[WORKING DATA Boundary: Start]

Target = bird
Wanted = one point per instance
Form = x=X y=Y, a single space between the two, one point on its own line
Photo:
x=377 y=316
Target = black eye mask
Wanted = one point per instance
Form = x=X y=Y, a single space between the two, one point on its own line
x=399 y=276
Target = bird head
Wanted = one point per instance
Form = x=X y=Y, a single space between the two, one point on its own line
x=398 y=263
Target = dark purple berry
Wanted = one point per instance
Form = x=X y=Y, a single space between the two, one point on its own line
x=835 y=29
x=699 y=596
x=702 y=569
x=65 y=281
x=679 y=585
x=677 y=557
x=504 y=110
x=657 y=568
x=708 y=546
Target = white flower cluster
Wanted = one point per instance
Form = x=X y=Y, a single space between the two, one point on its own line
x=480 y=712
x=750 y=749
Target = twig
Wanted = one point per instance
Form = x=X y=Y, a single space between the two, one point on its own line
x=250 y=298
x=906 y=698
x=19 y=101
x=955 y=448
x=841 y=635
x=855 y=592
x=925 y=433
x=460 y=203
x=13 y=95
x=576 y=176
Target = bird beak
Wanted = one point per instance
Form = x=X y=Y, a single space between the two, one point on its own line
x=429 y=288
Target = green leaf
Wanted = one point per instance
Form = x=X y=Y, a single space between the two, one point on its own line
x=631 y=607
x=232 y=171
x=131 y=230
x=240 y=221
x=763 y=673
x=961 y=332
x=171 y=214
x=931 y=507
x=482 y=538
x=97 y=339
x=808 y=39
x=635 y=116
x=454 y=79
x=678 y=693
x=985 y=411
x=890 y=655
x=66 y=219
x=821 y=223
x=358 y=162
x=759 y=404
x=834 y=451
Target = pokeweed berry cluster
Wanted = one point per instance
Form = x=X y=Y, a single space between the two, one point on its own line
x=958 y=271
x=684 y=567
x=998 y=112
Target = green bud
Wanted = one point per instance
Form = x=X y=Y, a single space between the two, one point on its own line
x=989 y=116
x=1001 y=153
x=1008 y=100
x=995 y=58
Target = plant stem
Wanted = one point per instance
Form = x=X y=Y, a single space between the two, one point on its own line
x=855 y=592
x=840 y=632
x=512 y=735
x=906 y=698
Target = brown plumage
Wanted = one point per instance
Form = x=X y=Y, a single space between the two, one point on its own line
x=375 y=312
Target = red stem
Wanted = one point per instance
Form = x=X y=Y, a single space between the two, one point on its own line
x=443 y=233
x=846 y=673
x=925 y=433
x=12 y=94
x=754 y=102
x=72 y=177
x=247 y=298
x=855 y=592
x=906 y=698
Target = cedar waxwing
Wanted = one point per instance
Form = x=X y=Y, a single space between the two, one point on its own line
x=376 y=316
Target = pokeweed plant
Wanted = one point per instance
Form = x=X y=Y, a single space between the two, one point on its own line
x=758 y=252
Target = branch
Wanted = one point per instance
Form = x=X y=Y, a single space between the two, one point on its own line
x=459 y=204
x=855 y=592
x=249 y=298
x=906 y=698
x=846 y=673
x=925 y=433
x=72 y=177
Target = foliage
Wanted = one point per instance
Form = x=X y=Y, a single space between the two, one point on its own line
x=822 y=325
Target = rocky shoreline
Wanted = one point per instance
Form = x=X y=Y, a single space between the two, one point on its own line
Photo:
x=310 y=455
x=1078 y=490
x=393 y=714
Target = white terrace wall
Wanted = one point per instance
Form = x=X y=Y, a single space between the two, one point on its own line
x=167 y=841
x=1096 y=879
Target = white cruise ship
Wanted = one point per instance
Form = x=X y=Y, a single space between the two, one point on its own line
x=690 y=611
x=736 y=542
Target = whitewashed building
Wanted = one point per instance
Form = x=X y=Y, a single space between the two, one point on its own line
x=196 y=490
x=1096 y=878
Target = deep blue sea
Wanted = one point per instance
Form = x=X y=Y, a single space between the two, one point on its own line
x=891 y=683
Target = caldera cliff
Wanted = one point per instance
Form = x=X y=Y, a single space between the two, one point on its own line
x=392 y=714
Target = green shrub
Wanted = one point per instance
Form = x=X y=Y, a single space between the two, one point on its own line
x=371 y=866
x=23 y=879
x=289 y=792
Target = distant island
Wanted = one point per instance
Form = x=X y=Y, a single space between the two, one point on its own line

[WORKING DATA Boundary: End]

Give the data back in full, exactly as written.

Target = bird
Wanted = one point per instance
Form = x=X y=Y, a single space between the two, one point on its own line
Photo:
x=377 y=316
Target = black eye mask
Wanted = one point per instance
Form = x=X y=Y, a single space between the two, one point on its own line
x=399 y=276
Target = bird head
Wanted = one point per instance
Form = x=X y=Y, a single space between the two, one point on its own line
x=398 y=263
Target = dark purple berry
Wanted = one point per instance
Form = x=X y=Y, a single space between the two, one point on its own line
x=835 y=29
x=699 y=596
x=702 y=569
x=65 y=281
x=679 y=585
x=677 y=557
x=504 y=110
x=657 y=568
x=708 y=546
Target = white flower cluster
Wanted = one point per instance
Form = x=X y=Y, a single space between the two, one point on its own line
x=480 y=712
x=750 y=749
Target = twig
Wanted = one point per instance
Form = x=X y=Y, a single space between the two, one point on its own line
x=250 y=298
x=906 y=698
x=19 y=101
x=955 y=448
x=841 y=635
x=855 y=592
x=925 y=433
x=460 y=203
x=13 y=95
x=576 y=176
Target = bird beak
Wanted = one point per instance
Form = x=X y=Y, a single space between the two, one point on its own line
x=429 y=288
Target = green leaf
Wanted = one point per instance
Form = x=X y=Y, a single space between the two, one point on its own line
x=631 y=607
x=232 y=171
x=131 y=230
x=240 y=221
x=763 y=673
x=961 y=332
x=171 y=214
x=931 y=507
x=482 y=538
x=97 y=339
x=808 y=39
x=635 y=116
x=454 y=79
x=678 y=693
x=985 y=411
x=890 y=655
x=66 y=219
x=821 y=223
x=358 y=162
x=759 y=404
x=834 y=451
Target = pokeweed berry cluster
Wanted = one point per instance
Form = x=X y=Y, a single space between the two, one point on its own line
x=958 y=271
x=684 y=567
x=998 y=112
Target = green bud
Wanted = one point per instance
Form = x=X y=Y, a single space between the two, one point on its own line
x=989 y=116
x=1001 y=153
x=1008 y=100
x=995 y=58
Target = plant stem
Wanted = one point per instance
Form = x=X y=Y, a single space between the two, one point on its own line
x=855 y=592
x=840 y=632
x=512 y=735
x=906 y=698
Target = brown plumage
Wanted = one point per instance
Form = x=X y=Y, a single space between the two, one point on its own line
x=375 y=312
Target = red stem
Wanted = one point per instance
Form = x=X y=Y, a single space between the two, one point on its own line
x=443 y=233
x=846 y=673
x=925 y=433
x=12 y=94
x=754 y=102
x=72 y=177
x=247 y=298
x=855 y=592
x=906 y=698
Target = cedar waxwing
Wanted = one point per instance
Form = x=X y=Y, a single space between the two, one point on its own line
x=376 y=316
Target = pokeweed plant
Wanted = one point per instance
Form = x=X y=Y, a single space between the two, one point on its own line
x=758 y=252
Target = branch
Wanted = one point per instance
Form = x=X y=Y, a single space between the two, one point on its own line
x=459 y=204
x=855 y=592
x=249 y=298
x=906 y=698
x=846 y=673
x=925 y=433
x=72 y=177
Target = foliage
Wanted = one point per instance
Form = x=X y=Y, a single space between the two, one point on its own line
x=822 y=325
Target = rocky shoreline
Wanted = one point per instance
Form = x=X y=Y, a single space between the two, one point on its own line
Photo:
x=310 y=455
x=1078 y=490
x=393 y=714
Target = white terrace wall
Wanted = one point per instance
Form = x=X y=Y, a single space between the two, one point on its own line
x=167 y=841
x=1096 y=879
Target = white cruise ship
Wanted = one point per instance
Form = x=X y=Y, a single space between the two, one point on its own line
x=690 y=611
x=736 y=542
Target = whitewashed building
Wanted = one point per instance
Form = x=X y=Y, a single space between the two, one point on its own line
x=196 y=490
x=1096 y=878
Target = deep blue sea
Wanted = one point per instance
Form = x=X y=Y, a single space between the two, one point on its own line
x=891 y=683
Target = caldera cliff
Wanted = one point per instance
Form = x=X y=Y, a single space between the two, one point on its own line
x=392 y=714
Target = green shrub
Wanted = one point per instance
Form = x=X y=Y, a single space between the two, one point on its own line
x=371 y=866
x=23 y=879
x=289 y=792
Target = distant island
Wanted = one point per instance
Form = x=X y=Y, a single space between the two, one point on its own line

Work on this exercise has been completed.